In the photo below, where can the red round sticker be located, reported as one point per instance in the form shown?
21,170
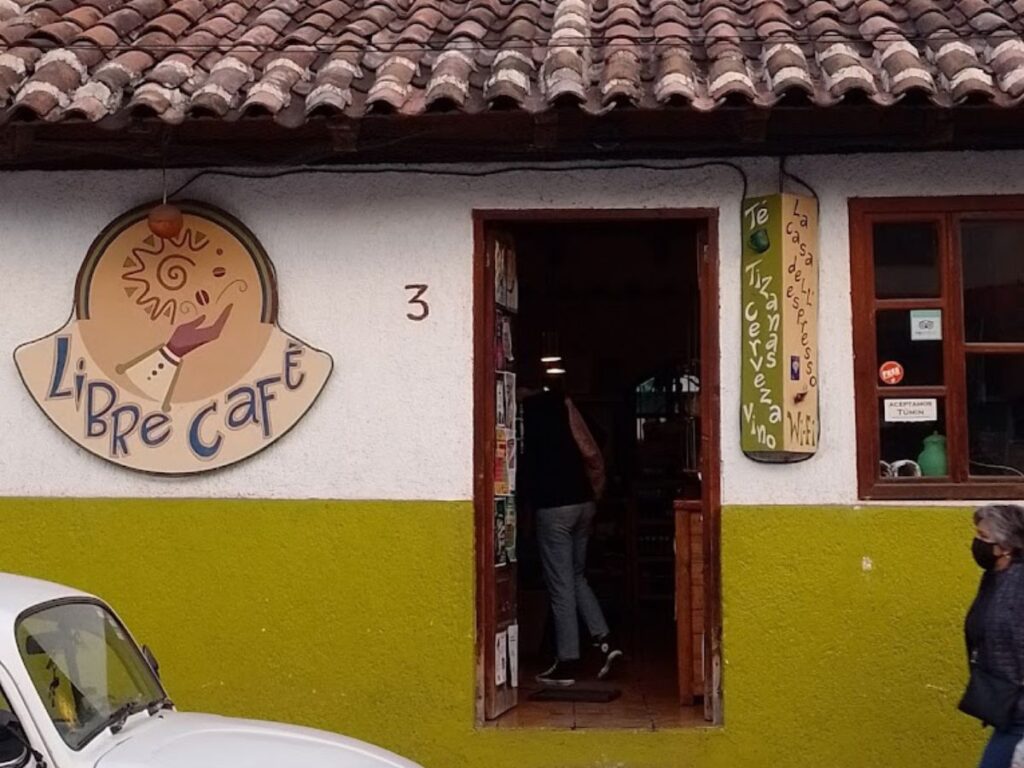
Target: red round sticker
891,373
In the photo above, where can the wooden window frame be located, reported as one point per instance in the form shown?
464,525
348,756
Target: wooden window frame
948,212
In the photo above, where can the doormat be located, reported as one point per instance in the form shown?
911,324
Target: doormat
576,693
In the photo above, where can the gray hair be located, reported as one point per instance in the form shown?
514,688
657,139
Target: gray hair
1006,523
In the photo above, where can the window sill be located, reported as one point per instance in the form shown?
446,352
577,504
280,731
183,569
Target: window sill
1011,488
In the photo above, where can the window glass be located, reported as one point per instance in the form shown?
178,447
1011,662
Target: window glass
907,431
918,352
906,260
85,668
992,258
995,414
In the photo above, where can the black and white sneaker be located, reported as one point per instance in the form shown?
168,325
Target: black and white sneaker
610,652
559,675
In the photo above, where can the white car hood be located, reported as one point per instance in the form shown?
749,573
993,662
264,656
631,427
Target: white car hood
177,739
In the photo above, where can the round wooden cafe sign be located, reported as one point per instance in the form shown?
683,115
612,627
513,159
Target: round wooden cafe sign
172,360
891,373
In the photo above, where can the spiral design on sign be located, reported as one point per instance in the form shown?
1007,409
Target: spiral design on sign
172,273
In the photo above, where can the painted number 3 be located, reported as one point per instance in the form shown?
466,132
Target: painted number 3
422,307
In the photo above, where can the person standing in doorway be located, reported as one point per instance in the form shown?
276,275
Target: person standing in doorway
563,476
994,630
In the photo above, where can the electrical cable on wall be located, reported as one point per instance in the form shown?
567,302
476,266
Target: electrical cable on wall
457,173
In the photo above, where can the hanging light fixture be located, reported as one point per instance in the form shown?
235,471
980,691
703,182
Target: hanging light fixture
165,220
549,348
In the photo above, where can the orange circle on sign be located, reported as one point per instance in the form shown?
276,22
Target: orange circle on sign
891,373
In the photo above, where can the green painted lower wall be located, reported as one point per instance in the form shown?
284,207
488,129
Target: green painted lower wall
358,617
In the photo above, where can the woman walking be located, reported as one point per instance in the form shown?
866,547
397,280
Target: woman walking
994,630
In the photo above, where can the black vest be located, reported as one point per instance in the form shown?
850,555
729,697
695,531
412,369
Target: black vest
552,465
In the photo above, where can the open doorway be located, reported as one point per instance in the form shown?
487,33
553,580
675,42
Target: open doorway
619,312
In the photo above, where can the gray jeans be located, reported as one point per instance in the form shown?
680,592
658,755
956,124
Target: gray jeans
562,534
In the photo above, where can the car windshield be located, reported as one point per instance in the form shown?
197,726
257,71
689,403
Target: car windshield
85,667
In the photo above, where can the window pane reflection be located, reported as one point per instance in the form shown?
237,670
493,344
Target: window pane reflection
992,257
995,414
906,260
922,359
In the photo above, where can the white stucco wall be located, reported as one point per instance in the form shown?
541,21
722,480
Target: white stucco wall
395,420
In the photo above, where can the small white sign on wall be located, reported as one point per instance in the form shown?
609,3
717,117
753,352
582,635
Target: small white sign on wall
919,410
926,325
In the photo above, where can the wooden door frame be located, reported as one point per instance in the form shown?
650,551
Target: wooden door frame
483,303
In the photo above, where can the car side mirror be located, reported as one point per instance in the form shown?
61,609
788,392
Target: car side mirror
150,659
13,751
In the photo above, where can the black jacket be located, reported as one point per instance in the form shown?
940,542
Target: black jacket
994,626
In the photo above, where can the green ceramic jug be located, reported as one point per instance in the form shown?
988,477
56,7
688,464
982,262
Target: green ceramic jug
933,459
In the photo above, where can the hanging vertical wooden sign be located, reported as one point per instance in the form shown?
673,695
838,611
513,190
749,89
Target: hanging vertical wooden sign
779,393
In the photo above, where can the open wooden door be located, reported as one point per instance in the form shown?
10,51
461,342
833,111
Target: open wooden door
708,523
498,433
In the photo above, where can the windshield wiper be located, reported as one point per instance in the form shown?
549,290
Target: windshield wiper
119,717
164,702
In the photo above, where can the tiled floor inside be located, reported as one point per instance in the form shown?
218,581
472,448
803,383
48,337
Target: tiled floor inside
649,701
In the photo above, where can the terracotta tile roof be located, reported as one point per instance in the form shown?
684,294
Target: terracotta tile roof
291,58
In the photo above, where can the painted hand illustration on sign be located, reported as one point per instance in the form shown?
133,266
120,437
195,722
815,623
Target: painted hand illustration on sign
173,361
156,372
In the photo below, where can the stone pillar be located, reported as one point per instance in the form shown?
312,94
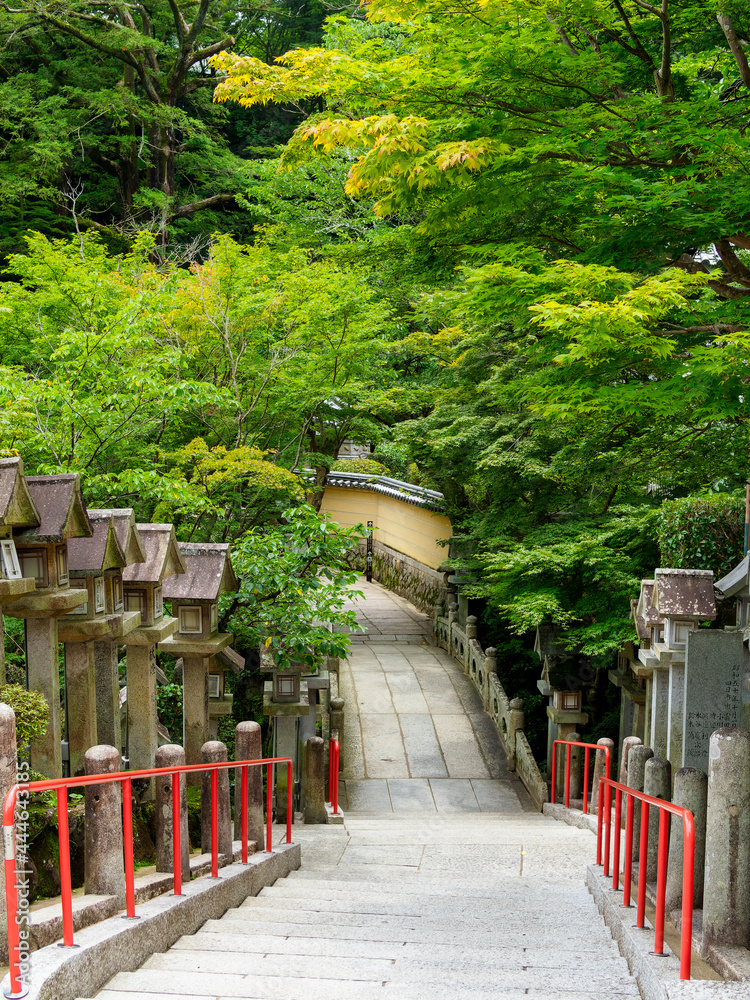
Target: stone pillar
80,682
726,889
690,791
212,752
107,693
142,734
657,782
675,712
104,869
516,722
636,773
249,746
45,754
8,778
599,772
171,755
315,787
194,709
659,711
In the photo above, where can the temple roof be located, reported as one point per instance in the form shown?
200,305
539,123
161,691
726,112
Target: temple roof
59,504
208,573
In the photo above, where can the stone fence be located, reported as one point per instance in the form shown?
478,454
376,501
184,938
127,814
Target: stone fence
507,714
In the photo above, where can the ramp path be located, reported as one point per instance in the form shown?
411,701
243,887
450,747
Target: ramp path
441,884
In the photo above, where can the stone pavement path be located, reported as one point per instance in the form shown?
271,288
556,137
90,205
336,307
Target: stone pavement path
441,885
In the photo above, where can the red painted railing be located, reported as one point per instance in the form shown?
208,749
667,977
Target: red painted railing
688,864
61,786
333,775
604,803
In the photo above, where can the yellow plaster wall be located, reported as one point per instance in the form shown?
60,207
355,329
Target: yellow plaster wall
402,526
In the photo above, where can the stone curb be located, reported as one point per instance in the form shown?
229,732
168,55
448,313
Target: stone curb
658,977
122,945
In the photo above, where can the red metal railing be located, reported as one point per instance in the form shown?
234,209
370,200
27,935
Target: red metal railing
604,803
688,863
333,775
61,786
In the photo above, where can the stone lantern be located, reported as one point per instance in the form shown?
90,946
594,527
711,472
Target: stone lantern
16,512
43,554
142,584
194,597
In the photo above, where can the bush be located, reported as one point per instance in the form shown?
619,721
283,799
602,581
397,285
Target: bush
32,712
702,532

Direction: Using the data above, print every line exactly, omitting pictures.

Exercise output:
In the photo below, where can the red round sticker be located, reported as one point per instance in the form shown?
21,170
Target: red round sticker
891,373
In the photo above, where can the wooden window frame be located, reported as one point per instance in the form shown?
464,525
348,756
Target: wooden window frame
948,212
In the photo above, where can the doormat be located, reported as one point per instance in the form shown?
911,324
Target: doormat
576,693
In the photo above, where can the gray hair be located, reported as one point per instance in the form shown?
514,688
657,139
Target: gray hair
1006,523
In the photo above, where can the window sill be located, reported as one point per instance in the form shown?
446,352
577,504
280,731
183,569
Target: window sill
1011,488
In the photo above, where can the window glass be located, reported as one point per instance in the form shown?
178,447
1011,662
Target: window glass
907,431
918,352
906,260
85,668
992,258
995,414
In the photo above, where can the black and white sneaker be located, reported as one point per instance in the form shown?
168,325
Target: black and white sneaker
610,652
559,675
In the photo above, where can the white car hood be located, reported as one point per instance in the form shown?
749,573
993,662
264,656
631,427
Target: white car hood
177,739
In the photo above, where can the round wooden cafe sign be located, reported as one point per instance in the form shown?
683,115
612,627
513,159
Target: round wooden cafe sign
172,360
891,373
In the photo above, where can the spiral design on sign be located, reported as one point per instance in the form shown?
1007,409
Target: spiral design on sign
172,273
In the photo above, where can the painted number 3 be located, reported as one point per instance in the form shown?
466,132
Target: painted number 3
422,307
In the photo above, where can the person standing in doorway be located, reported as one point per instance in the form shown?
276,275
Target: person standing in doorway
563,476
994,630
In the photo above, where can the electrical cable on wall be located, reported as one point per instance in the form shown?
567,302
476,266
Target: electrical cable on wall
457,173
In the photo above, where can the hanging light fixture be located, reported as one point per instance in the form shown?
235,471
980,691
703,182
Target: hanging light fixture
165,220
549,348
In the photo above, where can the orange circle on sign be located, reported as one point per instance in the form shown?
276,22
Target: orange circle on sign
891,373
In the photo above, where can the green painted lower wall be located, reported as one point per instance in the form shown?
284,207
488,129
Target: green painted lower wall
358,617
In the photo above, where can the woman walking be located, reported as one point per instance in the form shown?
866,547
397,280
Target: woman walking
994,630
In the photo above, where can the black vest be located, reported as one point per instance in the form shown?
850,555
729,697
695,531
412,369
Target: black vest
552,465
In the photo above, where can the open doorway be located, reported as one point per instance in the form shown?
487,33
553,580
675,42
Target: open doorway
619,312
In the photo above, where can the gray jeans be located, reported as one point per instance in the form shown?
680,592
658,755
956,124
Target: gray jeans
562,534
In the photo above, where can the car windshield be located, reported as one point per instance in the form shown?
197,726
257,71
689,403
Target: car windshield
85,667
In the photo above, where can the window pane reflection be located, reported as one point per instance in the form shown?
237,670
493,344
Target: window pane reflection
992,257
995,414
906,260
922,359
In the photo above, where can the white stucco wall be located, reported as one point per instance in the form shown?
541,21
722,480
Target: white stucco wall
395,420
In the photo above, where can the small white sign on wall be located, reported as one point per instance in the form shown?
609,3
717,117
753,352
582,635
Target: small white sign on wall
919,410
926,325
In the photo above, where can the wooden door frame be located, reported as one point per instance in the form shown?
650,551
Target: wooden door frame
483,303
In the photo above, where can the car side mirror be located, reported as one point per instance in the form shown?
61,609
788,392
Target: car side mirror
150,659
13,751
In the photo above, where can the black jacket be located, reported as one point per instance in the form shown?
940,542
Target: black jacket
994,626
In the photo above, where can the green ceramic jug be located, reported as one point per instance in the form shown?
988,477
56,7
688,464
982,262
Target: green ceramic jug
933,459
In the photo above, where can the hanging vertical wooden sign be located, reported as one point per instance in the form shown?
673,695
838,611
513,190
749,89
Target: hanging vertical wooden sign
779,393
In the photo above, where can the open wooden door be located, reported as one point per instance in the form shown?
10,51
461,342
833,111
Target: open wooden door
708,523
498,433
In the photo above, where can the windshield wiper be located, reported as one point per instance in the form shown?
549,290
Target: windshield wiper
119,717
164,702
In the photo above, where can the tiled floor inside be located, reported as one point per instance in the form shown?
218,581
472,448
803,383
48,337
Target: tiled floor inside
649,701
In the photo above, where can the terracotta tile roof be located, reported as one point per instance in the form shown?
684,294
Target: terracotta tile roof
291,58
In the photo above, where can the painted hand illustration on sign be located, reported as one point per instance in the form shown?
133,266
120,437
195,722
815,623
Target: painted hand illustration on sign
173,361
156,372
In the photo below, where can the stone pillar be located, reported as one point per instance in the form shown?
312,94
Target: stone pillar
80,682
726,889
690,791
212,752
107,693
142,734
657,782
675,712
104,869
516,722
636,773
249,746
45,754
8,778
599,772
171,755
315,787
194,709
659,711
In the photo above, where can the temple roof be located, reported as one point per instance in the form shown?
200,305
539,123
161,691
726,112
Target: temple roof
59,504
208,573
In the photo above, where can the stone fence be located, reported as one point per instance in the form shown?
478,454
376,501
184,938
127,814
Target: stone fence
507,714
In the photo above, where can the ramp path be located, reported as one point per instance in the form shown?
411,701
243,887
450,747
Target: ramp path
441,884
In the photo above, where can the stone pavement path be located, reported as one point per instance in the form shown?
271,288
556,137
90,205
336,307
Target: stone pavement path
441,885
In the photo above, where can the red painted railing be located, reported as one point per instance in the form shown?
208,749
667,977
Target: red painted railing
688,864
61,786
333,775
604,803
In the photo above, where can the yellow plaster wall be located, reported as one point per instance in the form shown?
60,207
355,329
Target: yellow plaster wall
402,526
In the photo above, where can the stone curb be located, reported as one point per instance in the form shown?
229,732
168,55
448,313
Target: stone curb
658,977
122,945
In the photo above, where can the red metal railing be located, reported as one point per instance in the form shown?
234,209
370,200
27,935
Target: red metal railing
604,803
688,863
333,775
61,786
In the photo above, where can the stone lantern be located, reported as one point per instance in the form shown?
90,946
594,527
711,472
Target: stone lantern
16,512
43,554
142,584
194,597
In the photo above, where can the bush be located, reported as one point per instance in the form shown?
619,721
283,799
602,581
397,285
Target: bush
32,712
702,532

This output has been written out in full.